> [EXERCISE INSTRUCTIONS]:
1/ In the passage on testimony against Oregon's SB 1154, what year did President Donald Trump pardon Steve Hammond and his father?
2/ Pick up the passage on well owners' testimony against SB 1154 after its last sentence.

> [GIVEN TEXT]:
----
Across hundreds of pieces of testimony, domestic well owners wrote that it was God who granted them water, not the state. In their eyes, SB 1154 wasn’t a well-intentioned bill meant to keep their water clean, but a massive infringement on the water rights they’re entitled to and a cudgel from Salem against rural landowners.

One piece of testimony came from Steve Hammond, whose arrest for arson on public lands eventually triggered a 2016 armed occupation of the Malheur National Wildlife Refuge, led by the Bundy family of Nevada. Despite being convicted of arson, President Donald Trump pardoned Hammond and his father in 2018, and the pair returned to ranching. Hammond opened his testimony on the water bill by citing the Oregon Bill of Rights and arguing that it gave well owners rights to manage their own water and “live free from unjust surveillance or taxation or fees masquerading as data collection.”

“We’re not asking for permission to access our own water,” he said. “That right is not negotiable!”
----
> [SUPPLIED RECORDS]:
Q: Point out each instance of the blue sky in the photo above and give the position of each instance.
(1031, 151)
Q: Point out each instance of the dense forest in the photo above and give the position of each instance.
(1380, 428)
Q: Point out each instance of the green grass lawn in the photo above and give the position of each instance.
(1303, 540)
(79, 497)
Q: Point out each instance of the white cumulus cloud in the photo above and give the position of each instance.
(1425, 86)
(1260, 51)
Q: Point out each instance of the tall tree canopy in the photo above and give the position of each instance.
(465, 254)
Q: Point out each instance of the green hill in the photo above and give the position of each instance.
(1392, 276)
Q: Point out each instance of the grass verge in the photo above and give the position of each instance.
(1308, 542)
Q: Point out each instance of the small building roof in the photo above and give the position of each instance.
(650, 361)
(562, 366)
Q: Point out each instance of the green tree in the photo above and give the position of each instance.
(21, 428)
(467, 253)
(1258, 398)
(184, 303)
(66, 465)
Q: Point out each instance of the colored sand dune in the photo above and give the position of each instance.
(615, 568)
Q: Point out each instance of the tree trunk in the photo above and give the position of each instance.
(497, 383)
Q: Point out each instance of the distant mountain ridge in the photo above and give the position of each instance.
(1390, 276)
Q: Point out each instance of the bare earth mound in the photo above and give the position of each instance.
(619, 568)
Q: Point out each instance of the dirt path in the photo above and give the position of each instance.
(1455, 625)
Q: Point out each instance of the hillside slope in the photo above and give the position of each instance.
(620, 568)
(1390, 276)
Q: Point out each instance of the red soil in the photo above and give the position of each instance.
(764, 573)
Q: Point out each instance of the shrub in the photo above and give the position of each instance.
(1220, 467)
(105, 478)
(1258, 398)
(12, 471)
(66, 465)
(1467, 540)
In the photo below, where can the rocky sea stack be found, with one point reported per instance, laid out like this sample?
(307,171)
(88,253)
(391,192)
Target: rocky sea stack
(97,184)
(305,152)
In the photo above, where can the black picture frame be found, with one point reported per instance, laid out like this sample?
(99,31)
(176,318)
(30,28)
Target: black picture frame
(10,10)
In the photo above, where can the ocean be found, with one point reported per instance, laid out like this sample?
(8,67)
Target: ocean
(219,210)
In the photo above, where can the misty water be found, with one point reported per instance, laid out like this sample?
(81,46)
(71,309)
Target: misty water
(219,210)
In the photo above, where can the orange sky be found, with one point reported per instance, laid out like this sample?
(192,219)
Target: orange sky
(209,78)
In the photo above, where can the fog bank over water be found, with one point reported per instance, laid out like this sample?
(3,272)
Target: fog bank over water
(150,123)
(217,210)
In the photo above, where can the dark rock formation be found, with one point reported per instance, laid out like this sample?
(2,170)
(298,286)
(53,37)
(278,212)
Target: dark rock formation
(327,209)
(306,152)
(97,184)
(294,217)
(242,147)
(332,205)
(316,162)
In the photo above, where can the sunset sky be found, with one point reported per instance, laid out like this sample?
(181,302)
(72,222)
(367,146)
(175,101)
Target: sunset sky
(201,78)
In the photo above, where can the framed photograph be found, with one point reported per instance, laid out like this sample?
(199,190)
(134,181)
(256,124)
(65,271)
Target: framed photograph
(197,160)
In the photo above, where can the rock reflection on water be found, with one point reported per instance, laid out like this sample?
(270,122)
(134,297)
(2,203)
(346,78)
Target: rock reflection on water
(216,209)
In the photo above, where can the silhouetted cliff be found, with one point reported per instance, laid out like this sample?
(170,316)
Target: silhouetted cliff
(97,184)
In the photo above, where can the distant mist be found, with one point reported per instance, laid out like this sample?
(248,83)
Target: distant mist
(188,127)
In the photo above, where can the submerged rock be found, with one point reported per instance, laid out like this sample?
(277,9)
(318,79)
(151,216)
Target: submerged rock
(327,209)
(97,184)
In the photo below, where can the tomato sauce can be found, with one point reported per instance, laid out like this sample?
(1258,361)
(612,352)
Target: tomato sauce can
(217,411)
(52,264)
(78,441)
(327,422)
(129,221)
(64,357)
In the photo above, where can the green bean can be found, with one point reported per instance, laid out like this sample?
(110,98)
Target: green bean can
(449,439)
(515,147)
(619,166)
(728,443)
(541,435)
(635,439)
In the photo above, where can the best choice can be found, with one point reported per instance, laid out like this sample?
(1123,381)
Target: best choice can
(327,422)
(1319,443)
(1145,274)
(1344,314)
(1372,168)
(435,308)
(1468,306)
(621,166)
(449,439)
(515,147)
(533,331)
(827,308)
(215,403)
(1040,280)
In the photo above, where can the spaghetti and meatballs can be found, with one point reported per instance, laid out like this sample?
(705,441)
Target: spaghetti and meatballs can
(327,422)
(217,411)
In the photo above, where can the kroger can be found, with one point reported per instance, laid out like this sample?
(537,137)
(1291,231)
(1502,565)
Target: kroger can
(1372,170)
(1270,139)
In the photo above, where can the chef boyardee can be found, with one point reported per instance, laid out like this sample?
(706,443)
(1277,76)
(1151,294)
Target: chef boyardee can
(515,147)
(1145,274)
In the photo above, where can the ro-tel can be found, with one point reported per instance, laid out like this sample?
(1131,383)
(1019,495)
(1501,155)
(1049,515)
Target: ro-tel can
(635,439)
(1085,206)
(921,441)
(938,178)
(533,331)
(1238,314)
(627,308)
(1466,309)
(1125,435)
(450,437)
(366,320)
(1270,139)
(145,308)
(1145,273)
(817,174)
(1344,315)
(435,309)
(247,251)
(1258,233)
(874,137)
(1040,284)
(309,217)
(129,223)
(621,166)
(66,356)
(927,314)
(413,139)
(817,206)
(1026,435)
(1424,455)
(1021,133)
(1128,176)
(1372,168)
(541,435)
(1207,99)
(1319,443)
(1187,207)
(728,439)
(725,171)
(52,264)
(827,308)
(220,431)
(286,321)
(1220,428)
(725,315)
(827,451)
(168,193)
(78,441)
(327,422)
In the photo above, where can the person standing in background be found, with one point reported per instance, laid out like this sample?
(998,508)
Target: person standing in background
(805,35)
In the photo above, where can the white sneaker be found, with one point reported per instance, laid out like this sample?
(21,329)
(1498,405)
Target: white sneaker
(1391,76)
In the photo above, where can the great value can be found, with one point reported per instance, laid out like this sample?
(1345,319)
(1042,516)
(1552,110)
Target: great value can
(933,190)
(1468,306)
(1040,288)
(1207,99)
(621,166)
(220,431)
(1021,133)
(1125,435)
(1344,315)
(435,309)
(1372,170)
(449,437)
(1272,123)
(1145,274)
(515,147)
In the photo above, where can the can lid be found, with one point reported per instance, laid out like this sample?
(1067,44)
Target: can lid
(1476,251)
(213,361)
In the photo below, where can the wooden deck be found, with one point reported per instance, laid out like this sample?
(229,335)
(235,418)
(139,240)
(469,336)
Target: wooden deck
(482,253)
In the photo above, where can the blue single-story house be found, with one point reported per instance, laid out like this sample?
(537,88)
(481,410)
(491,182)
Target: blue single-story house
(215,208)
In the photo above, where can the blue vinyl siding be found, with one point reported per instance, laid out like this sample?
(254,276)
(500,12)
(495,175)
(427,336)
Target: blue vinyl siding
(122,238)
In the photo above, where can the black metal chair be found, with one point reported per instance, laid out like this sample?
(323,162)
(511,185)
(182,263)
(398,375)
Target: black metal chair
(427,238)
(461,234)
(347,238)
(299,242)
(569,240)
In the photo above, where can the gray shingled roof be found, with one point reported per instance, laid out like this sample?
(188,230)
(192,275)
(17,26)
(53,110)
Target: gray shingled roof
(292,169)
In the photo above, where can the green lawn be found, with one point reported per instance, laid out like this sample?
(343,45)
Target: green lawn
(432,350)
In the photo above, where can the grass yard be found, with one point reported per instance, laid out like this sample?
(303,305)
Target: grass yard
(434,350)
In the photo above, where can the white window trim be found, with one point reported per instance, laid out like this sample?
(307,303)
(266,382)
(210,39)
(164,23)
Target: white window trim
----
> [ANSWERS PER TASK]:
1/ 2018

2/
The governor’s office said the bill imposes no new requirements on domestic wells. But they did defend the provision on septic inspections. In her April testimony, Ferrari said that language was added in response to complaints from agricultural producers that they were being unfairly singled out for groundwater pollution. They brought up the possibility of faulty septic systems as being a contributor to nitrate pollution, so the governor’s office added the inspection language to the bill.

Gov. Tina Kotek tours Boardman with local organization Oregon Rural Action on May 3. The group stops near the Port of Morrow, where a recent leak allowed thousands of gallons of wastewater to contaminate the site.

Measured support

Some of the staunchest allies of the bill were environmental groups and organizations that supported immigrant and Latino interests. The latter two demographics are heavily represented in the state’s three groundwater management areas and tend to be the most affected by the pollution.

One of the groups that testified in favor of the bill was Oregon Rural Action, a La Grande group that has advocated on behalf of Lower Umatilla Basin well users for several years.

“I’ve lost track of how many people I have met who have cancer or lost a loved one they never even got to meet because of miscarriage,” Oregon Rural Action organizer Kaleb Lay said. “The human cost of this is catastrophic.”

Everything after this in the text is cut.